START PROVIDED ENTRIES
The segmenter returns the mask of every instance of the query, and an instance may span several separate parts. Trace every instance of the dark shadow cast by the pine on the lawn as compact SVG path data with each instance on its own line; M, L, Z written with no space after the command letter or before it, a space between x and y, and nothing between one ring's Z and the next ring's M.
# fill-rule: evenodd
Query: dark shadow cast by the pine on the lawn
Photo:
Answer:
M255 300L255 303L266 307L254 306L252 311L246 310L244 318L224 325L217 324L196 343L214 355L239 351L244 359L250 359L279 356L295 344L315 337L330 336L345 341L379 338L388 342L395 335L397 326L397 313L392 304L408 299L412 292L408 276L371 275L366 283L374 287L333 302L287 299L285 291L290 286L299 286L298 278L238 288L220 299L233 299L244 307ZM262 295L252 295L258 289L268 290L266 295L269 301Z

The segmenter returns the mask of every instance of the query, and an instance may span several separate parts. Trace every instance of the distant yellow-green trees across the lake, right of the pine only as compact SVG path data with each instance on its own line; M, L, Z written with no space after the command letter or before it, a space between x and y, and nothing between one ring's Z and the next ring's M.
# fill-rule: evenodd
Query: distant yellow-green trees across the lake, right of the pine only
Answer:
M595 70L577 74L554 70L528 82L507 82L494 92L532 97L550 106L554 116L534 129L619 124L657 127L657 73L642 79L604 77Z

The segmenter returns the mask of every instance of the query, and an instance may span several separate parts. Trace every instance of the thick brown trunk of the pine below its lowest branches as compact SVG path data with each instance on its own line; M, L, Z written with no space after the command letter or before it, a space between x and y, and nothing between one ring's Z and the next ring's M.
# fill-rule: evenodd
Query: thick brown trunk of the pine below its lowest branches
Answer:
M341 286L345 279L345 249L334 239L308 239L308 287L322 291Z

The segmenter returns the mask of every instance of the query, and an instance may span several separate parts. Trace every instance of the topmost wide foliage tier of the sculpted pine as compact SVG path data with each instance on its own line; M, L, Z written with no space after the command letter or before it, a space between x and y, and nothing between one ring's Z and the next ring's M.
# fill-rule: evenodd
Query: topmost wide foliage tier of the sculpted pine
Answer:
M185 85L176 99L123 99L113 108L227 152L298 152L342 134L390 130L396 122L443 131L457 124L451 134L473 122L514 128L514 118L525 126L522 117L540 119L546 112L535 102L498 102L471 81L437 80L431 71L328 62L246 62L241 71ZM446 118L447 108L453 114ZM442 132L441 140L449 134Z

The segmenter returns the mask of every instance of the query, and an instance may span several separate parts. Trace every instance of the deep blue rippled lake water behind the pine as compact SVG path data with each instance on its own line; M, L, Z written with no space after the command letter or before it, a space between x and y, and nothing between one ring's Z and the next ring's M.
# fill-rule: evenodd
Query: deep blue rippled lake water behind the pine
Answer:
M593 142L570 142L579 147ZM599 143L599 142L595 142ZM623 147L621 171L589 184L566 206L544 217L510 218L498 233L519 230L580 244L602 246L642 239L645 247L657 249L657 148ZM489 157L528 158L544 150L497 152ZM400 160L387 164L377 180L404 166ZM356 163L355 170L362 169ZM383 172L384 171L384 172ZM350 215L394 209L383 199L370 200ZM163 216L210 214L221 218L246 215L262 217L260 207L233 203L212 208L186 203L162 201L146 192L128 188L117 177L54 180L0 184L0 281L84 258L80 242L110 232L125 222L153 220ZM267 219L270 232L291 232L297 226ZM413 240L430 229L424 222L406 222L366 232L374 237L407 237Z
END PROVIDED ENTRIES
START PROVIDED ENTRIES
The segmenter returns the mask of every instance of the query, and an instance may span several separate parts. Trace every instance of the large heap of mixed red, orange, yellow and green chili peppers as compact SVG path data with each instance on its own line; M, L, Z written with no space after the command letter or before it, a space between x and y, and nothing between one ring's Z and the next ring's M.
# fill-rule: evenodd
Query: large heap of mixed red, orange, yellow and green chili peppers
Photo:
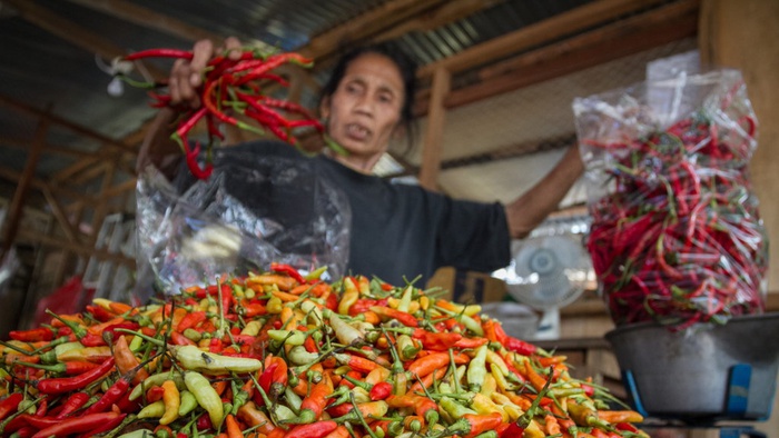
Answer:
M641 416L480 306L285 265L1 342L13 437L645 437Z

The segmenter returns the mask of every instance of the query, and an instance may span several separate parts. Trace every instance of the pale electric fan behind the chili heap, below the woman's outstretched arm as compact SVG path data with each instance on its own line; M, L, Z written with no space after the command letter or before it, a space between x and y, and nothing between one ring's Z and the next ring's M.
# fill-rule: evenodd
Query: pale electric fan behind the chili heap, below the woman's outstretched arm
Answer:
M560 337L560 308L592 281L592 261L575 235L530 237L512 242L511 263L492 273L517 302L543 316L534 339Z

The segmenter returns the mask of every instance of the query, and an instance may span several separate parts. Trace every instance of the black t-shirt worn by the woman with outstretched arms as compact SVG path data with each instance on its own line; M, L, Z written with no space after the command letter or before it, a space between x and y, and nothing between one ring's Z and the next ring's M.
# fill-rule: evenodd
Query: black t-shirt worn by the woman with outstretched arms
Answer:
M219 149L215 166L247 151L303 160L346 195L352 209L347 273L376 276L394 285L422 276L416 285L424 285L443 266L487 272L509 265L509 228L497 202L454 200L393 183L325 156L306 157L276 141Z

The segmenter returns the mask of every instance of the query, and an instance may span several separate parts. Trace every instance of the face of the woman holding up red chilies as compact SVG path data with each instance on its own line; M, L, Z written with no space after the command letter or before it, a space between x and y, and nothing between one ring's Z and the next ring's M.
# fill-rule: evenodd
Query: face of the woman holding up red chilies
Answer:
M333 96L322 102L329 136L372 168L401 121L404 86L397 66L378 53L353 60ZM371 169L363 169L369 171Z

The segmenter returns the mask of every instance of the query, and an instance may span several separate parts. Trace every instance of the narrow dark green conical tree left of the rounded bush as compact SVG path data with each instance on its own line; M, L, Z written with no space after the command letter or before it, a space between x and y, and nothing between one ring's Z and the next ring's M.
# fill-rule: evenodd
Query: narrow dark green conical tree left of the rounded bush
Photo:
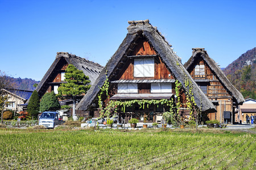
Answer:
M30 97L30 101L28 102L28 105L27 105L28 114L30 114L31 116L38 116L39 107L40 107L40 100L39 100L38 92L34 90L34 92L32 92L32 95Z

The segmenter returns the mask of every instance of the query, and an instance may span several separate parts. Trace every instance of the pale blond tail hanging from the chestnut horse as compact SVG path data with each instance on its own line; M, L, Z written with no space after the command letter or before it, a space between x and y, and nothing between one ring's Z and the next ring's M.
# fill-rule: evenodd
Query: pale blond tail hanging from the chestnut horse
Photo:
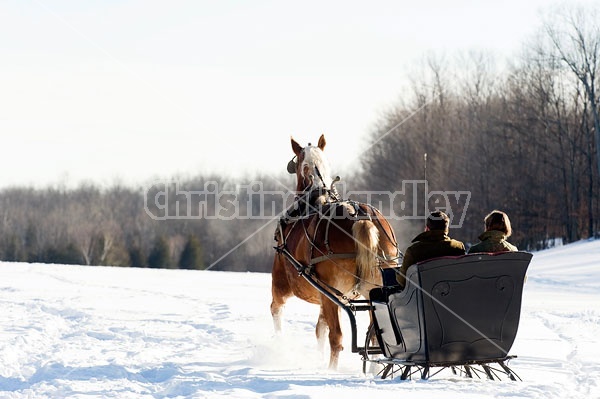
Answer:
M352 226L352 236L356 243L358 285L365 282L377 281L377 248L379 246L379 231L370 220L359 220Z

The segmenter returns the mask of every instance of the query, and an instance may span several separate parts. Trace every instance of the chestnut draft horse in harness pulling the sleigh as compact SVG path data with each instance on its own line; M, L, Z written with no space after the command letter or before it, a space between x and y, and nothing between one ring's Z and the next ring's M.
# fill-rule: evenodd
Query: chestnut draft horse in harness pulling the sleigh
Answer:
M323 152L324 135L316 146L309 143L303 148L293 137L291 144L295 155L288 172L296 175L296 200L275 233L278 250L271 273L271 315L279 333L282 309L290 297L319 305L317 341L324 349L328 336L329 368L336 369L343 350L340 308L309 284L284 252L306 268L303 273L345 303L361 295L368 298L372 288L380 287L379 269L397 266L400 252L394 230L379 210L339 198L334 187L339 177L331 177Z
END PROVIDED ENTRIES
• [EXERCISE]: Reproduce every line in the data that has the word "narrow" in it.

• [FINISHED EXERCISE]:
The segmenter returns the mask of every instance of the query, and an instance may span several separate parts. Trace every instance of the narrow dark green conical tree left of the rounded bush as compact SVG path data with each instance on its own line; M, L, Z written with no space after the command letter or before it, a space between x and y, and nothing between one ring's Z and the next ring's M.
Query: narrow dark green conical tree left of the rounded bush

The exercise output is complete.